START Records supplied

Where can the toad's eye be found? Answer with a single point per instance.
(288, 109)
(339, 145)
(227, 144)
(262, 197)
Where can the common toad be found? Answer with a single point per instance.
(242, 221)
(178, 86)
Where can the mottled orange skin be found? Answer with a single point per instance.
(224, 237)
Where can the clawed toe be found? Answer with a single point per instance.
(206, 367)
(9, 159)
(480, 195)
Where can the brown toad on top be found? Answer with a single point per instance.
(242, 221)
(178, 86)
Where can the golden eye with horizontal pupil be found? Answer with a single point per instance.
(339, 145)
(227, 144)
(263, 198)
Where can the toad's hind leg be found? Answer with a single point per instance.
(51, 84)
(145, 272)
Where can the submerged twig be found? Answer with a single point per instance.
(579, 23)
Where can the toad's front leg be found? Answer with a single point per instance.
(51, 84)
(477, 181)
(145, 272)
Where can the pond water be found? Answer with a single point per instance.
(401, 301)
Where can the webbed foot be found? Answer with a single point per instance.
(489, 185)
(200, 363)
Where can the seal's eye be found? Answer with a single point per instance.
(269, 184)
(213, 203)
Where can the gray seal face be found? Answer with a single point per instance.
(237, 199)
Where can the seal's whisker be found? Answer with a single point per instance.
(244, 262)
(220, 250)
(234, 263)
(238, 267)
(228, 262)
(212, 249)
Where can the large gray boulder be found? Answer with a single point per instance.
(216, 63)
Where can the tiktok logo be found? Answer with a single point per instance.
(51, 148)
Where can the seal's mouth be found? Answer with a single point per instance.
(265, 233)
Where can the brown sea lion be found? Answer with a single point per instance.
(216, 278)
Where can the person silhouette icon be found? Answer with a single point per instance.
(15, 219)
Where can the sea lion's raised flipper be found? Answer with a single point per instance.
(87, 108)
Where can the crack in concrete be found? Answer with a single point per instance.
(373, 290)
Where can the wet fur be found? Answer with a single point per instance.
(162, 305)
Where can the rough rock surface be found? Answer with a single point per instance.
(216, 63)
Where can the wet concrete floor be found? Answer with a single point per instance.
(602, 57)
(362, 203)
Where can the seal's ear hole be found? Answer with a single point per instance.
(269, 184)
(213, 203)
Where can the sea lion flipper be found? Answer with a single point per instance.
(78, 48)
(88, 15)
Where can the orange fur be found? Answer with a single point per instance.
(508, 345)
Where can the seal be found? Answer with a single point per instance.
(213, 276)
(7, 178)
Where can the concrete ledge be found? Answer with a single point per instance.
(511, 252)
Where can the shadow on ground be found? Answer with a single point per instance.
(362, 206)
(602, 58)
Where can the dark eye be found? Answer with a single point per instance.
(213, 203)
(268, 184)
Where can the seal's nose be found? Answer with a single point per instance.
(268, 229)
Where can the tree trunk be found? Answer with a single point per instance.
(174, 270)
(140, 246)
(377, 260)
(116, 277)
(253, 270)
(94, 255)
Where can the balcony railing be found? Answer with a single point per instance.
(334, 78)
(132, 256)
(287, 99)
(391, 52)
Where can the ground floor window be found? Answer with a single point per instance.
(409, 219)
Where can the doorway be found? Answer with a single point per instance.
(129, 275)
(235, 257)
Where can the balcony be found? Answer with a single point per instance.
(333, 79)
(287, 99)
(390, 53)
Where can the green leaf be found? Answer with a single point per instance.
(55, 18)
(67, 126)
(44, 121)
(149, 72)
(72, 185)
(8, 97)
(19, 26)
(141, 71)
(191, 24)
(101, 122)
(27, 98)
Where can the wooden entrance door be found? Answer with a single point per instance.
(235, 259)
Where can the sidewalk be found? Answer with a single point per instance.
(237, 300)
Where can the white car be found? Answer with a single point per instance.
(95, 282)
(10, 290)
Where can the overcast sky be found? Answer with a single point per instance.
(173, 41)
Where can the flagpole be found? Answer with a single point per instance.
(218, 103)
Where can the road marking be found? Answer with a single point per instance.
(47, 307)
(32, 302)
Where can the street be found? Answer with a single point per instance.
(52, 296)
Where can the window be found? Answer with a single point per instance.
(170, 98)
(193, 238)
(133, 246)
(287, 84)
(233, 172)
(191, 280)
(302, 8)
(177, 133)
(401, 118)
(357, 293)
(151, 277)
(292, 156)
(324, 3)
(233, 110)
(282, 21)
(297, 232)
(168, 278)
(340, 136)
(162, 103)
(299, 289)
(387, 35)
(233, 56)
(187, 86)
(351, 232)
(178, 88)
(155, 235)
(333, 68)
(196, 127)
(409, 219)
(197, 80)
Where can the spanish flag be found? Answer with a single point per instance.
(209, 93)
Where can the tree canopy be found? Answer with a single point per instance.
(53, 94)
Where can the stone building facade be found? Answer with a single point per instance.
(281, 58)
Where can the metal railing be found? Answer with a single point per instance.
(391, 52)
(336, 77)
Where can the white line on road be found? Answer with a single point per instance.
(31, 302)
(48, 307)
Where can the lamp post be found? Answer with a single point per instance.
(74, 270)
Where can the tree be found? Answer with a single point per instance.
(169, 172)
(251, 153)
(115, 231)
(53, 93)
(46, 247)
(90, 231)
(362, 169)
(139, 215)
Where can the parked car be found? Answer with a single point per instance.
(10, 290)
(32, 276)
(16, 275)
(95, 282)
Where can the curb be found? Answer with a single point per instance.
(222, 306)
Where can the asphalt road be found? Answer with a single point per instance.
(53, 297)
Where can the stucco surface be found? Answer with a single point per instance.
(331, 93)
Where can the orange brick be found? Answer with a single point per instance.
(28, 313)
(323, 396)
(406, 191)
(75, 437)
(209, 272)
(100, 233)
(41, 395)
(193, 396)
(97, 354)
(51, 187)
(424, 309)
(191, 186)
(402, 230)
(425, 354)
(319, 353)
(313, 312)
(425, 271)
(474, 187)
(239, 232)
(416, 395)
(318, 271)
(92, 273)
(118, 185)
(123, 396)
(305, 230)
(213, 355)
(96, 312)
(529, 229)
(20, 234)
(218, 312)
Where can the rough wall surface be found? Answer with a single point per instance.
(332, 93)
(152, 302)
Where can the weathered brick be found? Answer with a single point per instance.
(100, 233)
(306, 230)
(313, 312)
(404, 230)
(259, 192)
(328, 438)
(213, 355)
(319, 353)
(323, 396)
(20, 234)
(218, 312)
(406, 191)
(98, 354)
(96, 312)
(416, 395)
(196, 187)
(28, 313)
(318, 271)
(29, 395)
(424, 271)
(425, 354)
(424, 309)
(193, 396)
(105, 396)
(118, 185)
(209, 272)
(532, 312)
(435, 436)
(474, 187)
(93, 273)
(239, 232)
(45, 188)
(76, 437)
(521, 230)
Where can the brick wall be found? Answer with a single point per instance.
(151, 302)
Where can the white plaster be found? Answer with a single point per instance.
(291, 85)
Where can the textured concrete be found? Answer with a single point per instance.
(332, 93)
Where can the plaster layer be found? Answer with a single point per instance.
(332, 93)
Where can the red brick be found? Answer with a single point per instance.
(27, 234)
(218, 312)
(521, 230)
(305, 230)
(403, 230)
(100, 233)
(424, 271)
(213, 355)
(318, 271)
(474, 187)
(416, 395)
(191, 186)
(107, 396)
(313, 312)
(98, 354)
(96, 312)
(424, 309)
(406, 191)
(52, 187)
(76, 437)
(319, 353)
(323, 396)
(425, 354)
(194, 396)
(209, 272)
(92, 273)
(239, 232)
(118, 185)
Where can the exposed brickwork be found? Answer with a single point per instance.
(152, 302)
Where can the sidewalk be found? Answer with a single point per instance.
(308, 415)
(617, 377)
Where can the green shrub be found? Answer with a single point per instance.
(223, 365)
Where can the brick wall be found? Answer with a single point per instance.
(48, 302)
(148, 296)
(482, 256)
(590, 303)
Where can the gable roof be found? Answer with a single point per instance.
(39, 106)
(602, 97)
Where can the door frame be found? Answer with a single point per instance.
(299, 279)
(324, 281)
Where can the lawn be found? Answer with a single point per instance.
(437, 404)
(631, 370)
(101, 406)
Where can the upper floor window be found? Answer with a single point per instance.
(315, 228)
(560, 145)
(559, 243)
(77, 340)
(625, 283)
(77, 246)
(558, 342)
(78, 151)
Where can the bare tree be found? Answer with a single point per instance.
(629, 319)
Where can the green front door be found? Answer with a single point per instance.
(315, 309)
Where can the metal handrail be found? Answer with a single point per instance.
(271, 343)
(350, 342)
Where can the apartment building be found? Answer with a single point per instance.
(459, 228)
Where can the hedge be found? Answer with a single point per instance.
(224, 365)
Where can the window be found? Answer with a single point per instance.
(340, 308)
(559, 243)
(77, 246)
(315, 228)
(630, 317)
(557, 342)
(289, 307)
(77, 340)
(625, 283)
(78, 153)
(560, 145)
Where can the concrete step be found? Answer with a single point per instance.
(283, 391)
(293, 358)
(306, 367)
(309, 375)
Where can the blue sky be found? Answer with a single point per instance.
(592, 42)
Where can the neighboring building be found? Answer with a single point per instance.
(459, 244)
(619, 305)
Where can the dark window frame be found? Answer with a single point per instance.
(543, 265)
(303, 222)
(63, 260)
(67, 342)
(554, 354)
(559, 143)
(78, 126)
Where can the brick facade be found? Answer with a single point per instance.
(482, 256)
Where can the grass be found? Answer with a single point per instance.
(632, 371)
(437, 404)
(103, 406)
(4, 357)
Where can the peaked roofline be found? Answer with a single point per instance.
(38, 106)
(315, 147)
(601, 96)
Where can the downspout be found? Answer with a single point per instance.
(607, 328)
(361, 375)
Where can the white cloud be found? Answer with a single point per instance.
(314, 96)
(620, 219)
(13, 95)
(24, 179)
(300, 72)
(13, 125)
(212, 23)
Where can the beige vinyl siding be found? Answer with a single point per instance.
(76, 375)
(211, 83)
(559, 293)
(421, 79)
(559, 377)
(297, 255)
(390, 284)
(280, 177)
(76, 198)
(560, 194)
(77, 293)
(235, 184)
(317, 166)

END Records supplied

Task statement – What is needed is an exact copy of the lines from the one containing "Where can the beige" through the last line of the records, and nothing else.

Response below –
Where can the beige vinyl siding be found? Answer with a single point per instance.
(76, 375)
(211, 83)
(559, 293)
(421, 79)
(559, 377)
(297, 255)
(390, 284)
(280, 177)
(76, 198)
(560, 194)
(77, 293)
(235, 184)
(317, 166)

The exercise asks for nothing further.